(PROBLEM DESCRIPTION):
Copy out only those lines running from the line with "Spot the sunlit" to the end of the listing, keeping each one exactly as it is.

(MATERIAL):
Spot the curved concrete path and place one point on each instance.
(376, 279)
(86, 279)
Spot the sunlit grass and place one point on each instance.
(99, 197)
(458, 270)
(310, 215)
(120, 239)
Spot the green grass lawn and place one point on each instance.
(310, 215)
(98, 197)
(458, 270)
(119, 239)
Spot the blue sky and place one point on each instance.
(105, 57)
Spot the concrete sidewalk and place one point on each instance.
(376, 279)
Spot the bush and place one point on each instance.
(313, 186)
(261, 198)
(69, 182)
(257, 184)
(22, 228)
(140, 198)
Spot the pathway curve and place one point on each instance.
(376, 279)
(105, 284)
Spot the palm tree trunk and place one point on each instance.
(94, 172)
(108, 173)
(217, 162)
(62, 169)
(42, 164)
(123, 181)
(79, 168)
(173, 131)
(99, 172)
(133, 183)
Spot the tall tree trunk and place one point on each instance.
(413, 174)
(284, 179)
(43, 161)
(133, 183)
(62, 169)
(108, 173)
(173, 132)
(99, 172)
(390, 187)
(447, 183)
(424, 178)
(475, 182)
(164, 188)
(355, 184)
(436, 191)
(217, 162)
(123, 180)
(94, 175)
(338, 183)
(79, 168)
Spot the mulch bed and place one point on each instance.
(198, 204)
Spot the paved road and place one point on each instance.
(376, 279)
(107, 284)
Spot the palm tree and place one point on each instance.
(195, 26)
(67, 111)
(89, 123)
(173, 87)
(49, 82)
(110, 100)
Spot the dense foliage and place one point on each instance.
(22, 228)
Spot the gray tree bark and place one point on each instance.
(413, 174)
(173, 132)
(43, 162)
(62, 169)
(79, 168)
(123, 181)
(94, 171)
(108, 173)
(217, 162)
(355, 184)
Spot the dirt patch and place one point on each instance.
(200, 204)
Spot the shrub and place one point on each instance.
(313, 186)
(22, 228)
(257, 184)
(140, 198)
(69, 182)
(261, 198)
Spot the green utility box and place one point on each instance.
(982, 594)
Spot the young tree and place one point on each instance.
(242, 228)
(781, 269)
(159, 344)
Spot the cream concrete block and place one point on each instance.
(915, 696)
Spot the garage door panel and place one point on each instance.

(TASK OUTPUT):
Spot the sunlit grass and place one point on each instance.
(99, 197)
(458, 270)
(310, 215)
(120, 239)
Spot the green grass lawn and place one point on each instance.
(310, 215)
(98, 197)
(458, 270)
(119, 239)
Spot the blue sky and place one point on each instance.
(105, 57)
Spot the concrete sidewalk and place one point on each instance.
(376, 279)
Spot the bush and place one point on each instance.
(313, 186)
(261, 198)
(69, 182)
(257, 184)
(22, 228)
(140, 198)
Spot the pathway curve and place one point on each instance.
(376, 279)
(105, 284)
Spot the palm tree trunk and place one point on each instance.
(94, 172)
(108, 173)
(217, 162)
(62, 169)
(42, 164)
(123, 181)
(79, 168)
(173, 131)
(99, 172)
(133, 183)
Spot the tall tree trunk and place one point on each instance.
(413, 174)
(284, 179)
(43, 161)
(133, 183)
(62, 169)
(108, 173)
(173, 132)
(99, 172)
(390, 187)
(447, 183)
(424, 178)
(475, 182)
(164, 188)
(355, 184)
(436, 191)
(217, 162)
(123, 180)
(94, 175)
(338, 183)
(79, 168)
Spot the mulch bed and place one point on each instance.
(198, 204)
Spot the paved road and place one point on each instance.
(376, 279)
(107, 284)
Spot the palm tree and place one point on each instance.
(195, 26)
(67, 111)
(89, 123)
(173, 87)
(49, 82)
(110, 100)
Spot the dense foliage and place one point on each instance.
(22, 228)
Spot the gray tree bark and place one point on each instance.
(413, 174)
(173, 132)
(43, 162)
(62, 169)
(79, 168)
(123, 181)
(94, 171)
(108, 173)
(217, 162)
(355, 184)
Spot the dirt patch and place one point on each instance.
(200, 204)
Spot the shrub and place one point on each instance.
(313, 186)
(22, 228)
(257, 184)
(140, 198)
(69, 182)
(261, 198)
Spot the green utility box and place one point on each instance.
(982, 594)
Spot the young tree and place one point on each instance.
(242, 228)
(781, 269)
(159, 344)
Spot the cream concrete block and place one point on each instance.
(915, 696)
Spot the garage door panel and place one point on each instance.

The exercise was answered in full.